Your task: Reproduce each of the following records word for word, keeping every line in its original order.

Input:
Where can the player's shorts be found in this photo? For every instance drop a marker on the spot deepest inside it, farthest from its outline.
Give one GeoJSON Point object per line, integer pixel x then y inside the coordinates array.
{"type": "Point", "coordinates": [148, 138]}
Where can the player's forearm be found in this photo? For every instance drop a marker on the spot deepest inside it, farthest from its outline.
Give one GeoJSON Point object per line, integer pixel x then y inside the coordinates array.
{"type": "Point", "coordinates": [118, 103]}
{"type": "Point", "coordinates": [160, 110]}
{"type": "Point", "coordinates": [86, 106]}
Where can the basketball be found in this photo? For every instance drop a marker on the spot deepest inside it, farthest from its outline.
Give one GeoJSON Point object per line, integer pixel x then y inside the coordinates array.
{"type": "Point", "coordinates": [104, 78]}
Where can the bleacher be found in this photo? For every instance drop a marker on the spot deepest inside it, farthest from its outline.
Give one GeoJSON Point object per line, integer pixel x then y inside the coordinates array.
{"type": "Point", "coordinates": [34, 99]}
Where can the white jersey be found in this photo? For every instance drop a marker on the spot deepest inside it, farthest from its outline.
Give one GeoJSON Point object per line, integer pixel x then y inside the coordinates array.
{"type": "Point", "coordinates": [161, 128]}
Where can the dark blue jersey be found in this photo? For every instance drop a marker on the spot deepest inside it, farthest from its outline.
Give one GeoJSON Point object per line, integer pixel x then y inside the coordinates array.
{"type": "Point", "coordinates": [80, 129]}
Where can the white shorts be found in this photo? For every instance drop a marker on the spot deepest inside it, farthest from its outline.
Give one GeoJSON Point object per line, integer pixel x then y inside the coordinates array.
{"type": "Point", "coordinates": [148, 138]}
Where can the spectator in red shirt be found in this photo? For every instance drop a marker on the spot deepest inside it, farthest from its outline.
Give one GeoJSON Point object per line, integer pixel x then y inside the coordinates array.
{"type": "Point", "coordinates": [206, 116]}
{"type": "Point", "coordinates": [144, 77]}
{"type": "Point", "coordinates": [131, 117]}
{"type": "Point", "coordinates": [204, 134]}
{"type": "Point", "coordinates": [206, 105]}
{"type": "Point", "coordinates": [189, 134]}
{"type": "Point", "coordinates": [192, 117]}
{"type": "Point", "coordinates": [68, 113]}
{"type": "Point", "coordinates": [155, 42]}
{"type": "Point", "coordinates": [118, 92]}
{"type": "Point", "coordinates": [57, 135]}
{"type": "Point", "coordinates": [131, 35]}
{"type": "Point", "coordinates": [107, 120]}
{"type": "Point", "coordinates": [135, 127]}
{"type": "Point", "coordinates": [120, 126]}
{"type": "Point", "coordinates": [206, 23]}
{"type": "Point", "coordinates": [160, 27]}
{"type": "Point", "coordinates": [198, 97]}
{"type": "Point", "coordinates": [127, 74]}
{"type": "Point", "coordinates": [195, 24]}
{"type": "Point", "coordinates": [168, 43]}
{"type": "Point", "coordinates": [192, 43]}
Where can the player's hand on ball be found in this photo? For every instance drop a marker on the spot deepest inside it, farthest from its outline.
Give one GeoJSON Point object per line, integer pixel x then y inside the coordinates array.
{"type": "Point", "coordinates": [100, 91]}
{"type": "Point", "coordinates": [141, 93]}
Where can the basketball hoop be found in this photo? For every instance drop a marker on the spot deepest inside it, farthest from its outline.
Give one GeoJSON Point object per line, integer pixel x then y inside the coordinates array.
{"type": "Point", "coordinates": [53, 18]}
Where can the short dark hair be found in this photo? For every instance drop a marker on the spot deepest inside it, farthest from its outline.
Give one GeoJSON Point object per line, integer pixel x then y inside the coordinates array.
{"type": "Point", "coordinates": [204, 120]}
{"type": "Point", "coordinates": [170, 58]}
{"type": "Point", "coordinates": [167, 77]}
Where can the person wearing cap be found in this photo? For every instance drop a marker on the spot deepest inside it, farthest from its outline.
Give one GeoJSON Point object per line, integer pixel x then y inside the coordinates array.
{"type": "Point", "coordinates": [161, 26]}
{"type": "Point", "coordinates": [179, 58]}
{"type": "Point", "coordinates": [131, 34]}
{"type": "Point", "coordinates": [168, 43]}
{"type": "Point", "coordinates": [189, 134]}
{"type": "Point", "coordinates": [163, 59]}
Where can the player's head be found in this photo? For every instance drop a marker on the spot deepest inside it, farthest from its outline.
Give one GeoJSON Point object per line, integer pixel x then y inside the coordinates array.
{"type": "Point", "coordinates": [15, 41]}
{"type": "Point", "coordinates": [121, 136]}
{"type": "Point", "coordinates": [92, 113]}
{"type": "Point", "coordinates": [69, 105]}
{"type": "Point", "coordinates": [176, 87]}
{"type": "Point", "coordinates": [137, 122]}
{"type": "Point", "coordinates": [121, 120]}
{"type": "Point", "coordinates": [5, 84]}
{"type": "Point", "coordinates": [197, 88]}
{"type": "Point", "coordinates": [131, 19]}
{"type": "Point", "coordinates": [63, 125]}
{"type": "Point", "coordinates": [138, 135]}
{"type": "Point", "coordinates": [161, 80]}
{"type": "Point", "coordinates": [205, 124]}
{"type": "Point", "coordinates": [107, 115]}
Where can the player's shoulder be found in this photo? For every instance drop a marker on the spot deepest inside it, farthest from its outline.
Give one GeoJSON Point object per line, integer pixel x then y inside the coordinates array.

Result of this exercise:
Where can the player's shorts be found in this photo? For every instance drop a marker on the spot deepest inside it, farthest from its outline.
Give one GeoJSON Point object per line, integer pixel x then y inside the coordinates array.
{"type": "Point", "coordinates": [148, 138]}
Where can the player's forearm be found in this photo? For every instance drop a marker on the spot deepest inside it, farthest from its outline.
Give one GeoJSON Point object per line, integer pixel x then y inside the coordinates array.
{"type": "Point", "coordinates": [118, 103]}
{"type": "Point", "coordinates": [160, 110]}
{"type": "Point", "coordinates": [86, 106]}
Where can the basketball be found in this photo? For every instance drop a marker on the spot deepest inside it, farthest from its outline.
Give one GeoJSON Point object per line, integer pixel x then y inside the coordinates array.
{"type": "Point", "coordinates": [104, 78]}
Where can the bleacher be found in this photo? For every instance drop a marker on the spot deepest inside it, farthest from its outline.
Give one GeoJSON Point object per line, integer pixel x then y inside the coordinates array.
{"type": "Point", "coordinates": [34, 99]}
Where can the white jersey be found in this photo? For every instance drop a marker on the spot deepest inside it, farthest from its outline.
Give one GeoJSON Point object per line, integer pixel x then y inside the coordinates array.
{"type": "Point", "coordinates": [161, 128]}
Where can the dark blue jersey be found in this photo? For every instance drop a marker on the spot deepest inside it, farthest from its outline.
Give one GeoJSON Point object per line, integer pixel x then y inside the coordinates array.
{"type": "Point", "coordinates": [80, 129]}
Where can the white shorts be found in this photo? For every instance drop a marker on the spot deepest inside it, farthest from its outline.
Give one GeoJSON Point object per line, integer pixel x then y inside the coordinates array.
{"type": "Point", "coordinates": [148, 138]}
Where can the spectator in red shirt be found in this photo? For every instance drop a marker on the spot deepest inside it, farthest from its outline.
Give one GeoJSON Point object per line, integer pixel x then y inside the coordinates array.
{"type": "Point", "coordinates": [206, 116]}
{"type": "Point", "coordinates": [144, 77]}
{"type": "Point", "coordinates": [131, 117]}
{"type": "Point", "coordinates": [204, 134]}
{"type": "Point", "coordinates": [206, 105]}
{"type": "Point", "coordinates": [189, 134]}
{"type": "Point", "coordinates": [192, 117]}
{"type": "Point", "coordinates": [68, 113]}
{"type": "Point", "coordinates": [155, 42]}
{"type": "Point", "coordinates": [118, 92]}
{"type": "Point", "coordinates": [57, 135]}
{"type": "Point", "coordinates": [131, 35]}
{"type": "Point", "coordinates": [107, 120]}
{"type": "Point", "coordinates": [135, 127]}
{"type": "Point", "coordinates": [120, 126]}
{"type": "Point", "coordinates": [206, 23]}
{"type": "Point", "coordinates": [160, 27]}
{"type": "Point", "coordinates": [198, 97]}
{"type": "Point", "coordinates": [127, 74]}
{"type": "Point", "coordinates": [195, 24]}
{"type": "Point", "coordinates": [168, 43]}
{"type": "Point", "coordinates": [192, 43]}
Where can the player's hand on ball be found in this photo? For every instance drop a marker on the spot deepest inside it, farthest from its outline.
Give one GeoJSON Point object per line, integer pixel x then y inside the coordinates array.
{"type": "Point", "coordinates": [100, 91]}
{"type": "Point", "coordinates": [141, 93]}
Where can the basketball hoop be found in this photo? For every instance drop a marker on the spot deepest inside it, farthest from its outline.
Give one GeoJSON Point object per line, integer pixel x then y inside the coordinates array.
{"type": "Point", "coordinates": [53, 18]}
Where can the short dark hair be found in this photo? For every instance drop a marker on the spot deepest inside it, farthest from its outline.
Give one GeoJSON Point object per line, integer pixel x then y inside the coordinates array.
{"type": "Point", "coordinates": [204, 120]}
{"type": "Point", "coordinates": [170, 58]}
{"type": "Point", "coordinates": [167, 77]}
Where can the person wearing cap be found in this photo? For every instance drop a marker on the spot deepest inside it, farthest from its outline.
Give one GeoJSON Point object per line, integer pixel x then y inside the coordinates array.
{"type": "Point", "coordinates": [161, 26]}
{"type": "Point", "coordinates": [179, 58]}
{"type": "Point", "coordinates": [131, 34]}
{"type": "Point", "coordinates": [168, 43]}
{"type": "Point", "coordinates": [189, 134]}
{"type": "Point", "coordinates": [163, 59]}
Where can the player's head be found in this photo? For every instance drop a marker on the spot deepest inside it, farthest from its outline.
Give one GeoJSON Point object per line, integer pixel x then y inside the coordinates array.
{"type": "Point", "coordinates": [15, 41]}
{"type": "Point", "coordinates": [121, 136]}
{"type": "Point", "coordinates": [92, 113]}
{"type": "Point", "coordinates": [69, 105]}
{"type": "Point", "coordinates": [176, 87]}
{"type": "Point", "coordinates": [137, 122]}
{"type": "Point", "coordinates": [121, 120]}
{"type": "Point", "coordinates": [5, 84]}
{"type": "Point", "coordinates": [197, 88]}
{"type": "Point", "coordinates": [131, 19]}
{"type": "Point", "coordinates": [63, 125]}
{"type": "Point", "coordinates": [138, 135]}
{"type": "Point", "coordinates": [161, 80]}
{"type": "Point", "coordinates": [205, 124]}
{"type": "Point", "coordinates": [107, 115]}
Where can the player's shoulder be found in this photo? For every instance drop a marker on the spot deepest inside it, farthest from its outline.
Give one GeoJSON Point object per line, integer pixel x then y inside the coordinates array.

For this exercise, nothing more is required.